Entries shown =>
------

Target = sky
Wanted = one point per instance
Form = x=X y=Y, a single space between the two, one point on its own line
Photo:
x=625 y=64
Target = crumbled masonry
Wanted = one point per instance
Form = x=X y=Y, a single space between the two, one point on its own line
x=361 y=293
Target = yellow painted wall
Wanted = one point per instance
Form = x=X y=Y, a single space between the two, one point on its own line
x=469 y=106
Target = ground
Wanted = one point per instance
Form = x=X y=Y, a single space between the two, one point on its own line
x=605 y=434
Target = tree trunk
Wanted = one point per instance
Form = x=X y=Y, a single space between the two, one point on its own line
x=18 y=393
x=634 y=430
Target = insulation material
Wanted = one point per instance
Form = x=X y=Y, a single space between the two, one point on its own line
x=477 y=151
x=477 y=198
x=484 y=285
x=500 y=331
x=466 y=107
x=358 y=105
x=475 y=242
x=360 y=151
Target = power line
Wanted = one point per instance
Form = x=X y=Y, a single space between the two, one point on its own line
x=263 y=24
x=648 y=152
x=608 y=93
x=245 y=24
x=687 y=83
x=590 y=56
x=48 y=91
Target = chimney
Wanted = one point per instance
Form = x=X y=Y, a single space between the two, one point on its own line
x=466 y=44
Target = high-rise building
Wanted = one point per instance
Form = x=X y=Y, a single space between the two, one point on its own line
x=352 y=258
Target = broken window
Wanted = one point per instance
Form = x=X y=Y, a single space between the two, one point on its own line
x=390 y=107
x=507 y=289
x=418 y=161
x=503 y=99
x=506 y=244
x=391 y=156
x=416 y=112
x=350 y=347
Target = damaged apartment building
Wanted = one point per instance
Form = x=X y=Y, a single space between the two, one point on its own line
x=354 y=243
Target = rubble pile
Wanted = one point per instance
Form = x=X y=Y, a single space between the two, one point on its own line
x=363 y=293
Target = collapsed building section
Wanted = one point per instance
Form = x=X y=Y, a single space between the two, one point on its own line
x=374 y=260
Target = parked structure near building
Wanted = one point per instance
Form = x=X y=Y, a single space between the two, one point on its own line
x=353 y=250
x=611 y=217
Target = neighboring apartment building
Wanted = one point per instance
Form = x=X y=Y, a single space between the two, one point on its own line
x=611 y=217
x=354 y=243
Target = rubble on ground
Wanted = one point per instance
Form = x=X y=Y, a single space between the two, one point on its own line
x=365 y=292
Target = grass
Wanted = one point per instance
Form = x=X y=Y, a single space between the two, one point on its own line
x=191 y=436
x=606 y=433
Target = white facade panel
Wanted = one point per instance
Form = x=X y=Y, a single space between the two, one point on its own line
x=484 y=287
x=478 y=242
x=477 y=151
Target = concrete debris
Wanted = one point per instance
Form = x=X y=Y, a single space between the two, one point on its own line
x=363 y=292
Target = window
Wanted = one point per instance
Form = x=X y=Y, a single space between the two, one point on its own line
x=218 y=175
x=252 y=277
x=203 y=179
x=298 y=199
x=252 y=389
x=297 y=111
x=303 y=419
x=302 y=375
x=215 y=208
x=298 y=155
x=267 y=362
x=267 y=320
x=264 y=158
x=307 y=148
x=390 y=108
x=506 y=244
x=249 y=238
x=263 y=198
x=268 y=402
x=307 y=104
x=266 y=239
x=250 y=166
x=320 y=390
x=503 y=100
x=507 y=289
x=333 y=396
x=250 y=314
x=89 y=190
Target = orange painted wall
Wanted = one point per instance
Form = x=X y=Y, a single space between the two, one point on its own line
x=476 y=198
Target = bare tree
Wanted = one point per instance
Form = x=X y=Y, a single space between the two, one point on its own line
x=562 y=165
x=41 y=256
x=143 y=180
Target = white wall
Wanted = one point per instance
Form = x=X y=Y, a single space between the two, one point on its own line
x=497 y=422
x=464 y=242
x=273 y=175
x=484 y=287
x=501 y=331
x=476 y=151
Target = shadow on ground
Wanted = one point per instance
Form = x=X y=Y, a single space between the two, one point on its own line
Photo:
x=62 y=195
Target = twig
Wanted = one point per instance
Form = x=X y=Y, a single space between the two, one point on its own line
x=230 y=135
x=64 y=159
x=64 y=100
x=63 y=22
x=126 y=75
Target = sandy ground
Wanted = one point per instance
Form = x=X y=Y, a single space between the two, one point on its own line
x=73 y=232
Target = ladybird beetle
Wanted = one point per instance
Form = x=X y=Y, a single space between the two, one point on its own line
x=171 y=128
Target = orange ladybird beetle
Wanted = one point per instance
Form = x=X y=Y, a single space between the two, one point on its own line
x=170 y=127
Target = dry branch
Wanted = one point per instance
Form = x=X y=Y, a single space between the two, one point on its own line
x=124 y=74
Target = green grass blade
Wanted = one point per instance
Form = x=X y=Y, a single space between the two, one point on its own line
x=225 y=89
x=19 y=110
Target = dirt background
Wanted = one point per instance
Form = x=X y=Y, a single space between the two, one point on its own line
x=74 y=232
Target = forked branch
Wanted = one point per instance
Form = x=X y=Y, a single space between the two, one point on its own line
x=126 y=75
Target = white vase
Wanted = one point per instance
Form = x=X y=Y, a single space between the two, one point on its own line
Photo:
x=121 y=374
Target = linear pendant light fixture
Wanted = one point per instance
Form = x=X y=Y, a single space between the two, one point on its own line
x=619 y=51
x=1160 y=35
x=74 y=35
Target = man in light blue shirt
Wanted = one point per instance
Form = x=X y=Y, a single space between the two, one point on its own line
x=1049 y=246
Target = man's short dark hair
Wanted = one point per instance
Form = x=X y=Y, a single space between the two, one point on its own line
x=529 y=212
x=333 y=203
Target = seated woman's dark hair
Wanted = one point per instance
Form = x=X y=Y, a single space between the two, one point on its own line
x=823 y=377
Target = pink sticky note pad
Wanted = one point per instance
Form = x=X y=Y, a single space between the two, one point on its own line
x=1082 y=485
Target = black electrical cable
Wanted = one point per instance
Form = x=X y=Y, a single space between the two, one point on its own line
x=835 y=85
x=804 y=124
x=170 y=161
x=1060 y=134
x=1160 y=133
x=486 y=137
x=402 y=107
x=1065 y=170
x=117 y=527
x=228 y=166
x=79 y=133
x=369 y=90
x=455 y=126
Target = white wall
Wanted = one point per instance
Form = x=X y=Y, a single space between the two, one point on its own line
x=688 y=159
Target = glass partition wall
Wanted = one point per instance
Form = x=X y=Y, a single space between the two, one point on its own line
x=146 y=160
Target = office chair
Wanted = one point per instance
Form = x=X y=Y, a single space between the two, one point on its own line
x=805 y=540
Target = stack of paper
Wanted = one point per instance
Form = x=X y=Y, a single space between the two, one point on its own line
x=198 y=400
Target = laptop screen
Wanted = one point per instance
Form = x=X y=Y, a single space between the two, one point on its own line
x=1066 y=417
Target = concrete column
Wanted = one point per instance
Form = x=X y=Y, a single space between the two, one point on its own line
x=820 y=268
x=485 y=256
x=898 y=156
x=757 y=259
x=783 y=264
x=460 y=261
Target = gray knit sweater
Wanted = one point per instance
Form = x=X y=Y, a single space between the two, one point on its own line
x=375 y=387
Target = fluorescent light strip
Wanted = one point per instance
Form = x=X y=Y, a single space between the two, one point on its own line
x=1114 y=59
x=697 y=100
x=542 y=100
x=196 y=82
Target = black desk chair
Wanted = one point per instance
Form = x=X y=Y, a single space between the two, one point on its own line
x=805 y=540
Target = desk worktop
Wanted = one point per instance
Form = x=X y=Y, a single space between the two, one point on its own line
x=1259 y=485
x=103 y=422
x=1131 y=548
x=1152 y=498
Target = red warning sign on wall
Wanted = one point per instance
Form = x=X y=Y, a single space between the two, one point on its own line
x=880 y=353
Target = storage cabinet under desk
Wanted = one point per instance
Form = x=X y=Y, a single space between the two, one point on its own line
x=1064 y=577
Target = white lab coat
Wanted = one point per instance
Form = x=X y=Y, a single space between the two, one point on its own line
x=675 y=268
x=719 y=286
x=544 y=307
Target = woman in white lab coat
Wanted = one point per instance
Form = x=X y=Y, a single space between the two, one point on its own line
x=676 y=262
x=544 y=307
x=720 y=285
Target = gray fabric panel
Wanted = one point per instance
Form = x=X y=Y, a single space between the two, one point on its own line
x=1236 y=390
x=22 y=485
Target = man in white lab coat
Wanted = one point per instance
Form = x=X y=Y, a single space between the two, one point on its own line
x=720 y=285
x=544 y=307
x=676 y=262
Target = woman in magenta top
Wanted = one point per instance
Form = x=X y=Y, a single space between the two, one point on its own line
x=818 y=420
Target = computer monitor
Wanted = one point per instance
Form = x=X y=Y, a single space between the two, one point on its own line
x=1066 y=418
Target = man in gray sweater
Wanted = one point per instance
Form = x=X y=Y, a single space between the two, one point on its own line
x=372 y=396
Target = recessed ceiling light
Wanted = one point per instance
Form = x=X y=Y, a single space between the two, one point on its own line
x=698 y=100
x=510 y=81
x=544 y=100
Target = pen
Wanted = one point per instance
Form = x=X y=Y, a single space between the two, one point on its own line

------

Return, unchanged, the lines from the one containing "Target = tree trunk" through the one containing "x=634 y=430", both of those lines included.

Result of this exercise =>
Target = tree trunk
Wanted = one point per instance
Form = x=X y=Y, a single space between the two, one point on its own line
x=18 y=393
x=634 y=430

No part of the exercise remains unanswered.